> [WHAT YOU SHOULD DO]:
Copy out every one of the following records word for word, with no changes.

(Stored dataset records)
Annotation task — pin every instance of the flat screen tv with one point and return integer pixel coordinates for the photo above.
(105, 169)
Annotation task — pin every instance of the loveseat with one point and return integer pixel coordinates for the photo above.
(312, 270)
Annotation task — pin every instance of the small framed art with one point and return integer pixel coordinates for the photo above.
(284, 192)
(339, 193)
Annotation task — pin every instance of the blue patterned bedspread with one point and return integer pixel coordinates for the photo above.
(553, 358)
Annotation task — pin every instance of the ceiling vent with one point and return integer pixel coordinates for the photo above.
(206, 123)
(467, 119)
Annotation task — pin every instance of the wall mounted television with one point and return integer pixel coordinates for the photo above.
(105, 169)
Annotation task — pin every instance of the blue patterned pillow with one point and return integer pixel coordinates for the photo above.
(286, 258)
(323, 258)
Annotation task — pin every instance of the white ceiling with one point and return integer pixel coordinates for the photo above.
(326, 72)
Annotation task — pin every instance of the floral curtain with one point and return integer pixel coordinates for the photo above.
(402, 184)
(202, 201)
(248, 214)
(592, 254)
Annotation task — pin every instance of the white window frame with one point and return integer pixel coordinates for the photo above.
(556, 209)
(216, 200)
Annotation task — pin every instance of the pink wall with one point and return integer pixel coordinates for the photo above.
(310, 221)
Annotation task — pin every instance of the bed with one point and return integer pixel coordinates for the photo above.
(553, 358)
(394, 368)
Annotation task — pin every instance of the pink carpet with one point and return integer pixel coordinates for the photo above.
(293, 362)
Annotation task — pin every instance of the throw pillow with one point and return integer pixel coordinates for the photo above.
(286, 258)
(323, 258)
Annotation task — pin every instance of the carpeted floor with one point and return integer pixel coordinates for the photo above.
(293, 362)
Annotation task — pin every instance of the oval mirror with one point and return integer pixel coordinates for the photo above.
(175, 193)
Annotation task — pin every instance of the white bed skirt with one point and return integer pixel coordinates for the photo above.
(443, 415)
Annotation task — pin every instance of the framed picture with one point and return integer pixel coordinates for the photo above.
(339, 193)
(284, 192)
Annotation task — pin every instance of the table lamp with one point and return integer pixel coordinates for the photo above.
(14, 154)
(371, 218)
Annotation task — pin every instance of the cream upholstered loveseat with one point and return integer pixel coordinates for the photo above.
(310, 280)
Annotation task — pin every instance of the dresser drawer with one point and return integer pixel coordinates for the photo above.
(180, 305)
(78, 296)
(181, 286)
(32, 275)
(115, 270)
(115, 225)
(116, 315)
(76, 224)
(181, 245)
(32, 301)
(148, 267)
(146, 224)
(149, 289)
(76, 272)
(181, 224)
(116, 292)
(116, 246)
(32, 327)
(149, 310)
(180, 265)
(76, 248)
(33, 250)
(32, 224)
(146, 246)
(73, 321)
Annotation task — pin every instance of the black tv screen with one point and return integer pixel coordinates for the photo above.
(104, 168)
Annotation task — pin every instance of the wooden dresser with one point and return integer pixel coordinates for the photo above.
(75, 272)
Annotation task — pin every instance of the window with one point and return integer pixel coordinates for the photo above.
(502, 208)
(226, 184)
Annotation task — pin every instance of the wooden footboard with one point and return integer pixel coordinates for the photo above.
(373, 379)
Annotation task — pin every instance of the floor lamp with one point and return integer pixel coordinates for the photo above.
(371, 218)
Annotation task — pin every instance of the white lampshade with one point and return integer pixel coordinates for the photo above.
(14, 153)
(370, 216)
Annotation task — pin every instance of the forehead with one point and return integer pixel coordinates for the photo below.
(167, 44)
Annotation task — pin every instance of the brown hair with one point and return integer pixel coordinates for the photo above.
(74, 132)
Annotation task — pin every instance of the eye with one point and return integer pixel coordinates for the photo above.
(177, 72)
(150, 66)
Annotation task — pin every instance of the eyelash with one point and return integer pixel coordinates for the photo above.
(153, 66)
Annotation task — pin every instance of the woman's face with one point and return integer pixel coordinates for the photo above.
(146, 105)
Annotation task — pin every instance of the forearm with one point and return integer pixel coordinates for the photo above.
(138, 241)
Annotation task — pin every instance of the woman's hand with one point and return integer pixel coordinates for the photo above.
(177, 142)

> [RESULT BELOW]:
Annotation task — pin every instance of the flat screen tv with one point and return integer pixel coordinates for the photo above.
(105, 169)
Annotation task — pin every instance of the loveseat with one point and return integer pixel coordinates for the photo above.
(312, 270)
Annotation task — pin every instance of the small framed art with one point and return integer pixel coordinates for the photo above.
(284, 192)
(339, 193)
Annotation task — pin every instance of the blue patterned bedspread with one point and return integer pixel coordinates for the photo above.
(553, 358)
Annotation task — pin every instance of the ceiling vent with one point and return integer pixel coordinates for the photo above.
(206, 123)
(467, 119)
Annotation task — pin every instance of the wall mounted television with one point and return integer pixel coordinates for the photo above.
(105, 169)
Annotation task — pin every instance of the blue patterned pillow with one point and return integer pixel coordinates for the photo above.
(286, 258)
(323, 258)
Annotation task — pin every instance of the white ceiling with one point and return integer pixel coordinates for the photo above.
(326, 72)
Annotation task — pin every instance of the floral curtain with one point and return integer pixel coordinates for the photo above.
(402, 184)
(202, 201)
(248, 214)
(592, 254)
Annotation task — pin every instance of the white window frame with one point and return integer pixel coordinates for the photo above.
(556, 209)
(216, 200)
Annotation task — pin every instance of the pink wall with one point and return integer pixel coordinates for the photo above.
(310, 221)
Annotation task — pin every instance of the bed with one point and return integer pixel coordinates for the photo above.
(553, 358)
(394, 368)
Annotation task — pin every instance of the pink carpet with one point and return integer pixel coordinates for the photo above.
(293, 362)
Annotation task — pin every instance of the throw pillow with one point and return integer pixel coordinates for the photo above.
(286, 258)
(323, 258)
Annotation task — pin every instance of the carpeted floor with one point and return integer pixel coordinates for the photo above.
(293, 362)
Annotation task — pin every instance of the oval mirror with one point and return integer pixel coordinates for the photo above.
(175, 193)
Annotation task — pin every instance of the white bed skirt with one point and return integer pixel coordinates for the photo above.
(443, 415)
Annotation task — pin every instance of the framed picture with one point and return integer pixel coordinates for the photo above.
(339, 193)
(284, 192)
Annotation task — pin every instance of the table lamp with one point and return integer pixel coordinates for the photo above.
(14, 154)
(371, 218)
Annotation task — pin every instance of the cream upholstered loveseat with one point and return integer pixel coordinates for the photo above.
(310, 280)
Annotation task — pin every instance of the dresser drawer with one point and return integer pixel coordinates for the photo above.
(180, 305)
(78, 296)
(181, 286)
(32, 275)
(115, 270)
(115, 225)
(116, 315)
(76, 224)
(181, 245)
(32, 301)
(148, 267)
(146, 224)
(149, 289)
(76, 272)
(181, 224)
(116, 292)
(116, 246)
(32, 327)
(149, 310)
(180, 265)
(76, 248)
(33, 250)
(32, 224)
(146, 246)
(73, 321)
Annotation task — pin every instance of the black tv screen with one point and return integer pixel coordinates for the photo above.
(104, 168)
Annotation task — pin every instance of the wooden dresser with one point and return integer pixel coordinates for the photo above.
(75, 272)
Annotation task — pin every instance of the window with one point and return integer pixel coordinates for the photo above.
(502, 208)
(226, 184)
Annotation task — pin every instance of the wooden footboard with one point and return integer pixel coordinates for the photo above.
(373, 379)
Annotation task — pin every instance of the floor lamp with one point and return integer pixel coordinates for the photo above.
(371, 218)
Annotation task — pin every instance of the white lampshade with one point and return integer pixel coordinates for the photo above.
(14, 153)
(370, 216)
Annotation task — pin every instance of the forehead with one point and return integer pixel coordinates for the photo below.
(167, 44)
Annotation task — pin every instance of the brown hair with one point and return integer pixel coordinates for the photo above.
(74, 132)
Annotation task — pin every instance of the eye with one point and return integer pixel coordinates for the photo above.
(177, 72)
(150, 66)
Annotation task — pin every instance of the eyelash with one point and return integer pixel coordinates for the photo above.
(153, 66)
Annotation task — pin every instance of the woman's face with one point and return integer pixel coordinates for the photo above.
(146, 105)
Annotation task — pin every instance of the forearm with one point and return integer pixel coordinates for the photo above.
(138, 241)
Annotation task — pin every instance of the woman's hand with one point and return integer pixel coordinates for the photo above.
(177, 142)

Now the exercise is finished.